• [BRIEF]
Only the text carries over: repeat the records exactly and drop the images.
· · · · ·
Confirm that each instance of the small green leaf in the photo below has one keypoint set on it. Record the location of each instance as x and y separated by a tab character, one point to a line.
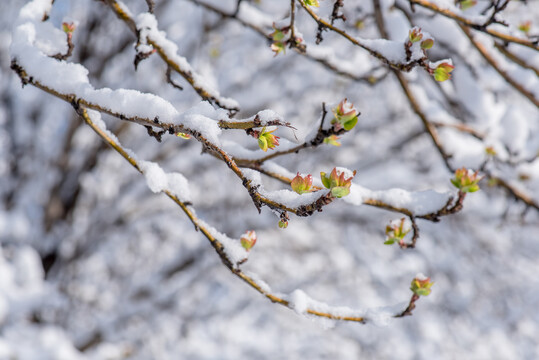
349	125
340	191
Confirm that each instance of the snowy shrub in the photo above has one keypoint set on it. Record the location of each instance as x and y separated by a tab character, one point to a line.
405	109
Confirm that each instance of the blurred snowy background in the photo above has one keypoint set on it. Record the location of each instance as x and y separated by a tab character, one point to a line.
93	265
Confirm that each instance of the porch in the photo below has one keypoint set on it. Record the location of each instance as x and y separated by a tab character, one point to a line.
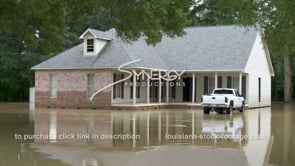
185	90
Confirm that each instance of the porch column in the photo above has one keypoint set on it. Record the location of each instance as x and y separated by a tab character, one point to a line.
193	88
148	129
167	91
216	78
240	83
193	126
134	89
134	129
160	88
148	90
159	127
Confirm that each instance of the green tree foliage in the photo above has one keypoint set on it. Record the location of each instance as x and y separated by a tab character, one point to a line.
33	30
· · · · ·
• [ANSWER TO THIS EXERCISE]
Confirm that each instance of the small green leaf in the photo below has one keypoint set on it. Record the location of each instance as x and y separated by a tab character, one point to a line.
349	125
340	191
Confirm that each instance of the snowy shrub in the photo above has one keypoint set on it. Record the location of each instance as x and y separated by a tab character, one point to a line.
405	109
Confirm that each instance of the blurred snowy background in the photo above has one keypoint set on it. Record the location of each instance as x and y separated by a tab character, one point to a line.
93	265
Confirm that each instance of the porch in the photo below has one keypoint set on it. Record the location of each instance as x and y separated by a tab character, one point to a line.
185	90
Confirm that each instance of the porch column in the photo above has one keypoint set on it. Record the location of each instance as x and y separated by a tab character, one point to a line.
193	88
148	129
167	91
216	78
240	83
193	126
134	89
134	129
160	88
148	90
159	127
Confirm that each instance of the green tree foliage in the photo above has one keypoint set on it. Record the location of each instance as x and y separated by a tab character, one point to a line.
33	30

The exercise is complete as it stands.